- Problem -
Reproduce the entries verbatim; no pictures.

(Beginning of Extracted entries)

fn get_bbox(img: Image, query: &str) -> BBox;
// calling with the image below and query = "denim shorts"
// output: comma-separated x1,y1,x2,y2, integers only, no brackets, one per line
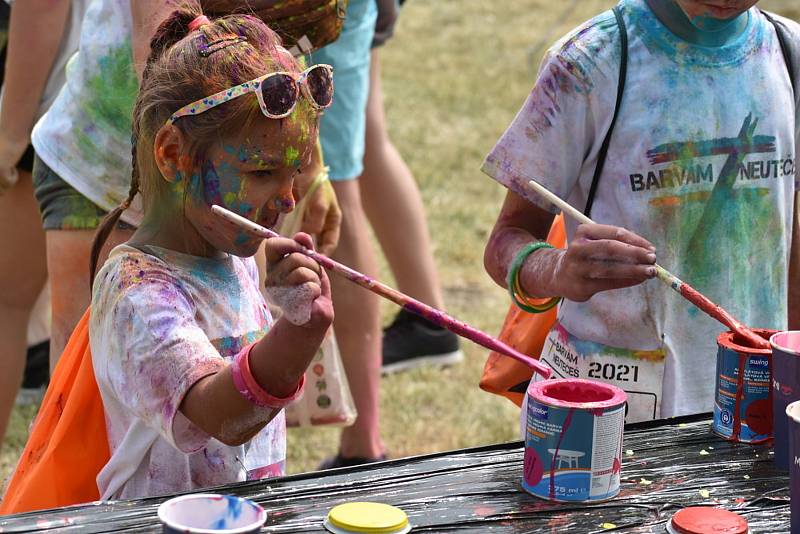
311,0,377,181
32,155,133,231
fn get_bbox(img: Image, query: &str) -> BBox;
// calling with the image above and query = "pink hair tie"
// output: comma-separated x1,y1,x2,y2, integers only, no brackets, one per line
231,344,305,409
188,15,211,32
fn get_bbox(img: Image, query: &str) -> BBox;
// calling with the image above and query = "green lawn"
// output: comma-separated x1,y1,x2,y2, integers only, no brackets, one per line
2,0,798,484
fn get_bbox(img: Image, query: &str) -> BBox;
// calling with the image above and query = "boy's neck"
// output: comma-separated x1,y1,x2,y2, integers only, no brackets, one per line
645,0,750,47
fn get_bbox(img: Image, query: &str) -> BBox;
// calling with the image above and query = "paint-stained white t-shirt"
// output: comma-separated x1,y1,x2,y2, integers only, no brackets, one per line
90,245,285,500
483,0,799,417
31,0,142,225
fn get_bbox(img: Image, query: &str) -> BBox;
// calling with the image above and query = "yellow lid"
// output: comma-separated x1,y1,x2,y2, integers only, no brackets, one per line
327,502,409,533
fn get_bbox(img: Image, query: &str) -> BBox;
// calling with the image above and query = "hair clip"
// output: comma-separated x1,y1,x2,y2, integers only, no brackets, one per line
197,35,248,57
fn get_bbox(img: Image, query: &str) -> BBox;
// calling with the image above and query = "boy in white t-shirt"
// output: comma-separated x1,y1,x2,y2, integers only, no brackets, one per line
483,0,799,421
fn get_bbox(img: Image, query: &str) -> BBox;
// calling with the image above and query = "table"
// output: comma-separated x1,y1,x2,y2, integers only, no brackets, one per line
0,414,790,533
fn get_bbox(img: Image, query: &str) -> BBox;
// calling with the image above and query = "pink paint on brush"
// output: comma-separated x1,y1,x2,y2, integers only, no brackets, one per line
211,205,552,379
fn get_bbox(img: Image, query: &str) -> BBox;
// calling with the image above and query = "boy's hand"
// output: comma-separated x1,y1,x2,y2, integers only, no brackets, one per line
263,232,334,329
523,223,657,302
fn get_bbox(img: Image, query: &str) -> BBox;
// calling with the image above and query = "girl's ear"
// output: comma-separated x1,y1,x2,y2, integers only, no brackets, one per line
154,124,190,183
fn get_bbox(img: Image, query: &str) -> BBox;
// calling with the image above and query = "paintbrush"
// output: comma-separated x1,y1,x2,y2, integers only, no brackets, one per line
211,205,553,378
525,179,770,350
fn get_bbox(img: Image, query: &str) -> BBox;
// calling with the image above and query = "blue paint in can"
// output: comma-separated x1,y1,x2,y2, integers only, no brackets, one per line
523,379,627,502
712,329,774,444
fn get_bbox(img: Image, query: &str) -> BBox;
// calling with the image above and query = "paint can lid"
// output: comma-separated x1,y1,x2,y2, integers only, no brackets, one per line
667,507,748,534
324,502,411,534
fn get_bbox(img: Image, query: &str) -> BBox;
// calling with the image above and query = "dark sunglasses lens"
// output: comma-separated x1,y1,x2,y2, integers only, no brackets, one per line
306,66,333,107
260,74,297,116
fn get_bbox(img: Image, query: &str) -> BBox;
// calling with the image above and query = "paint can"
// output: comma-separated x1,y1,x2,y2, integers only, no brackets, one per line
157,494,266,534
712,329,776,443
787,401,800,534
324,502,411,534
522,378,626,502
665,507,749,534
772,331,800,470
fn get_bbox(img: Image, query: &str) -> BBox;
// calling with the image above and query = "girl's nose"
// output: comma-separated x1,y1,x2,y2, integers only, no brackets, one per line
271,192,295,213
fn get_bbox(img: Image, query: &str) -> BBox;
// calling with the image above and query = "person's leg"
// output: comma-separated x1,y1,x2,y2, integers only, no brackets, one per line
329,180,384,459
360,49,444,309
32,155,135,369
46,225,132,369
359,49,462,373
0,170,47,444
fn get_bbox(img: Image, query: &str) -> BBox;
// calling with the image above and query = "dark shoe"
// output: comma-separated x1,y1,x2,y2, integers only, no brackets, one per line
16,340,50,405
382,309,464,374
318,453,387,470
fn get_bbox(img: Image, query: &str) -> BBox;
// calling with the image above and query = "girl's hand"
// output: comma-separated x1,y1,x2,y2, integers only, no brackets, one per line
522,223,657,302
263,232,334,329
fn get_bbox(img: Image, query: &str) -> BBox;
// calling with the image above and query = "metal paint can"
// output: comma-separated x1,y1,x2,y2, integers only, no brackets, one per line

(End of Extracted entries)

- Response -
fn get_bbox(img: Image, query: &str) -> BBox;
// calling with the image below and query = "denim shorts"
// output: comma-separated x1,y1,x2,y2, integers only, no brackets, one per line
311,0,377,181
32,155,133,231
fn get_bbox(img: Image, query: &str) -> BBox;
// calling with the image above and query = "pink hair tie"
// output: comma-separated x1,y1,x2,y2, integers only, no brackets, one per line
231,344,305,409
188,15,211,32
fn get_bbox(img: Image, query: &str) -> BBox;
// calling with the image above and query = "green lawn"
// output: comma-separated x1,y1,x2,y2, integers only, no brackets, one per line
2,0,798,484
fn get_bbox(img: Image, query: &str) -> BBox;
// calling with the image above and query = "boy's neck"
// output: comma-separated x1,y1,x2,y2, integers only, no brackets, one per line
645,0,750,47
fn get_bbox(img: Image, query: &str) -> BBox;
// calling with the image above and query = "paint-stained white t-shirt"
// output: comma-separated x1,y1,x2,y2, integers only, no brackets, one per line
90,245,285,500
483,0,799,417
31,0,142,225
fn get_bbox(img: Image, query: &str) -> BBox;
// calling with the image above and query = "yellow lid"
// output: comma-separated x1,y1,x2,y2, integers only, no brackets, one per line
327,502,409,533
fn get_bbox(img: Image, query: &str) -> BBox;
// calling with the image above and query = "hair clip"
// output: comma-separated x1,y1,x2,y2, integers only, no brackets, one per line
197,35,248,57
fn get_bbox(img: Image, query: &str) -> BBox;
// calling with the image above and query = "boy in white t-shirt"
// output: comma-separated x1,y1,x2,y2, integers only, no brackets, one per line
483,0,799,421
fn get_bbox(img: Image, query: &str) -> BBox;
// calling with the image above and query = "table"
// output: comma-separated x1,y1,x2,y2, integers only, no brackets, one per line
0,414,790,533
fn get_bbox(img: Image, query: &str) -> BBox;
// calling with the image above and query = "pink paint on brush"
// output: comma-separated x1,y1,x2,y2, integers only, no brackets, one per line
211,205,552,379
fn get_bbox(img: Image, query: &str) -> BBox;
// calling with the image above and query = "boy's hand"
// output: comma-separated x1,y1,x2,y2, integers only, no brackets, one per line
263,232,334,329
523,223,657,302
fn get_bbox(img: Image, query: &str) -> BBox;
// calling with the image above and query = "girl's ear"
// output: comma-separated x1,y1,x2,y2, integers only, no brackets, one per line
154,124,190,183
fn get_bbox(img: Image, query: &str) -> BBox;
// calling with the image above and query = "paintbrush"
// output: comma-separated x1,y1,x2,y2, integers only, no brackets, one per line
211,205,553,378
525,179,770,350
fn get_bbox(img: Image, query: &str) -> BBox;
// calling with the image above and query = "blue paint in can"
// output: comma-separated x1,y1,x2,y2, integers only, no brackets, one per line
523,379,627,502
712,329,774,444
fn get_bbox(img: Image, query: &str) -> BBox;
// calling with the image above and query = "paint can lid"
// output: comma-separated x1,y1,x2,y2, integers only, no brackets, one per line
667,507,748,534
324,502,411,534
fn get_bbox(img: Image, query: &str) -> BBox;
// calling with the image above and query = "dark sunglasses lens"
// output: comma-separated x1,y1,x2,y2, integers only, no brackets, one per line
306,66,333,107
260,74,297,116
fn get_bbox(img: Image, query: &str) -> BBox;
// calling with the image above and query = "paint can"
// output: comma-separated x1,y1,x2,y2, integers only, no brackets, one per line
157,494,266,534
712,329,776,443
787,401,800,534
324,502,411,534
522,378,626,502
665,507,749,534
772,331,800,470
fn get_bbox(img: Image, query: &str) -> BBox;
// calling with the image above and query = "girl's nose"
// output: comma-separated x1,y1,x2,y2, integers only, no brackets, one per line
271,192,295,213
fn get_bbox(img: Image, query: &str) -> BBox;
// calling with the image above and query = "person's leg"
// output: comma-separated x1,y1,x2,y2, integers only, no brackets, one per line
329,180,384,459
360,49,444,309
32,155,135,369
46,225,132,369
359,49,462,373
0,170,47,444
fn get_bbox(img: Image, query: &str) -> BBox;
// calling with the image above and query = "dark shoe"
// output: comma-separated x1,y1,x2,y2, integers only, no brackets, one per line
16,340,50,405
382,309,464,374
318,453,387,470
fn get_bbox(img: Image, query: &str) -> BBox;
// calling with the image above and query = "girl's hand"
// output: comma-separated x1,y1,x2,y2, integers only, no brackets, one per line
522,223,657,302
263,232,334,329
fn get_bbox(img: Image, query: &str) -> BBox;
// calling with the image above and query = "metal paint can"
// output: comma-separated x1,y1,x2,y2, integers only, no brackets, one per line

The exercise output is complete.